— begin GIVEN INFORMATION —

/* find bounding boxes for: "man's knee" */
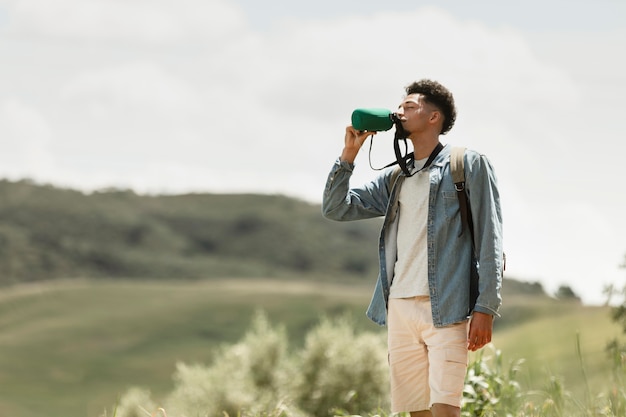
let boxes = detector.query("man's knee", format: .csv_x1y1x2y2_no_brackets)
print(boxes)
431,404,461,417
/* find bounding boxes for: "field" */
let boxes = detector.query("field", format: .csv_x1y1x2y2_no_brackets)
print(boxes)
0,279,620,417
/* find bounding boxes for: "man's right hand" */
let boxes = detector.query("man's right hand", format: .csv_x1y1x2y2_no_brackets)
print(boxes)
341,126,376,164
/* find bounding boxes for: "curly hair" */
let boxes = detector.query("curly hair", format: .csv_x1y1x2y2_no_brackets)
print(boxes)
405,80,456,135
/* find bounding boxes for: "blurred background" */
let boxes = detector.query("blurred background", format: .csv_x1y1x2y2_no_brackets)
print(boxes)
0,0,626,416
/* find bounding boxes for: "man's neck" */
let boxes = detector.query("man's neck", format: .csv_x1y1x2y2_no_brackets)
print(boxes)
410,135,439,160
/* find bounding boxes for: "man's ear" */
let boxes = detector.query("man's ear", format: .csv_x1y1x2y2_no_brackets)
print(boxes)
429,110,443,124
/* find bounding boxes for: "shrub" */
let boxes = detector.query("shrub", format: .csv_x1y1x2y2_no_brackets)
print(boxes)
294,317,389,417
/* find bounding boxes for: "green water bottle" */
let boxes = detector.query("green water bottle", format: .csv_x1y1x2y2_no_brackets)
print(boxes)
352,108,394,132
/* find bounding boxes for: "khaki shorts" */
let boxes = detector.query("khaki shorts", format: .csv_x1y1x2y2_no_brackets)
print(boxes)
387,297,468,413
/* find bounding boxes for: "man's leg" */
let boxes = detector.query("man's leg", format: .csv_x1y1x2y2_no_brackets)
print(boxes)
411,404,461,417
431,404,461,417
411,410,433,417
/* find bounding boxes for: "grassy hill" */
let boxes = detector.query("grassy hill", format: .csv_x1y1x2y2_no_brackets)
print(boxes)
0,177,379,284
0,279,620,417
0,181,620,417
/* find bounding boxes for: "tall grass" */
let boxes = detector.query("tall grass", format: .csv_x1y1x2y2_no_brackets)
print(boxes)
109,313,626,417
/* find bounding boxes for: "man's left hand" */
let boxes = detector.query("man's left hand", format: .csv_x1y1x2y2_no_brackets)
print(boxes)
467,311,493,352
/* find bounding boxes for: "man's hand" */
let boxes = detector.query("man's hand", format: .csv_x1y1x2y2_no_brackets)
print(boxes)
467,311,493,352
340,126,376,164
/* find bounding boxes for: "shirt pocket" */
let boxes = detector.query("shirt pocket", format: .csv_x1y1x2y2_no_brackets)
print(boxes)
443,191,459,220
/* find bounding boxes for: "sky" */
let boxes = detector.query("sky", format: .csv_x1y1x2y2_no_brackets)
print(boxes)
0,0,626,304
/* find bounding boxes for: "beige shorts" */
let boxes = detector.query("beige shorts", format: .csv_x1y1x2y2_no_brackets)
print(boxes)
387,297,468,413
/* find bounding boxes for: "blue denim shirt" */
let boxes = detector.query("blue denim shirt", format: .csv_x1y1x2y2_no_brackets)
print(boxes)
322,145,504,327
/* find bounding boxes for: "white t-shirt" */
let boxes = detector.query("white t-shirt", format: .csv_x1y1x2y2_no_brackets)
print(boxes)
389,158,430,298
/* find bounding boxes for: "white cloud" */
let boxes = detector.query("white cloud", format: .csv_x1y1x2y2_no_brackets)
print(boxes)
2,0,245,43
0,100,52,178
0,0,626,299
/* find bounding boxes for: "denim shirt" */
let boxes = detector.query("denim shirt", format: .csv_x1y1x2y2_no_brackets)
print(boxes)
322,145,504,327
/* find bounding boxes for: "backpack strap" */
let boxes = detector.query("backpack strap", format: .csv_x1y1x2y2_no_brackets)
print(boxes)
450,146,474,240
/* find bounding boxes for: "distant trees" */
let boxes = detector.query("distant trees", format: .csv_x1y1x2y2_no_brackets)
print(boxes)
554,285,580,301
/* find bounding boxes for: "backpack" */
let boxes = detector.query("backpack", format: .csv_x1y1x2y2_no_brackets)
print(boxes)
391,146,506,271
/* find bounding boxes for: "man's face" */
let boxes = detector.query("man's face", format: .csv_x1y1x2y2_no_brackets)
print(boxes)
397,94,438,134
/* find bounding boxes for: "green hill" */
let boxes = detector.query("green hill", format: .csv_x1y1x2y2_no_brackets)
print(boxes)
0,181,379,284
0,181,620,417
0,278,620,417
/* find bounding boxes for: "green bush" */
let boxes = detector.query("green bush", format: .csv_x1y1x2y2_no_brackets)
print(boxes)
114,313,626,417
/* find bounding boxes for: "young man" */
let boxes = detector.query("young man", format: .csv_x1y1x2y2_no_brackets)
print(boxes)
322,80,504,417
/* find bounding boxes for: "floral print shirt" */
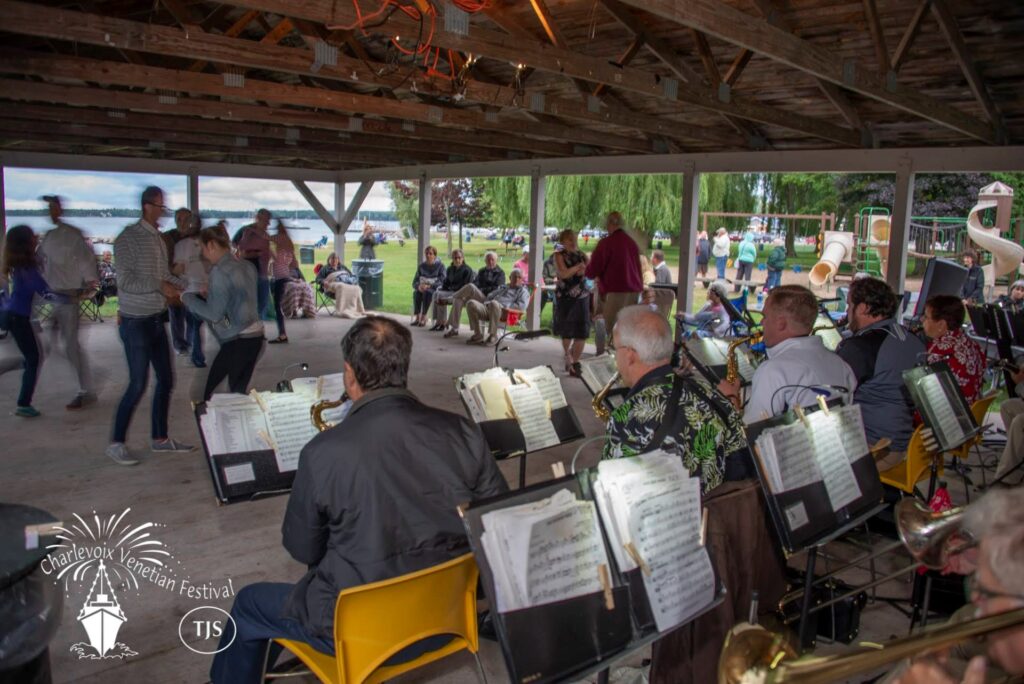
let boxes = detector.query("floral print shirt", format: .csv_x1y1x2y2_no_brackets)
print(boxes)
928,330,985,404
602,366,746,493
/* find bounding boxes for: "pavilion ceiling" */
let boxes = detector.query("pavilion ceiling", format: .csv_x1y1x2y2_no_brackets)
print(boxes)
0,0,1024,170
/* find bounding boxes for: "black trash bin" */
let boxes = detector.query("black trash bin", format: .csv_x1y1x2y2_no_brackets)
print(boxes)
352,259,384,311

— end GIVEN INFORMATION —

Please pull out every line in the records above that contains the string “curly”, keeping them in their original order.

### CORRECT RESULT
/* find bounding boxes for: "curly hair" */
let boxes = detector.query("curly hair", format: .csv_x1y1x2y2_no_brackets)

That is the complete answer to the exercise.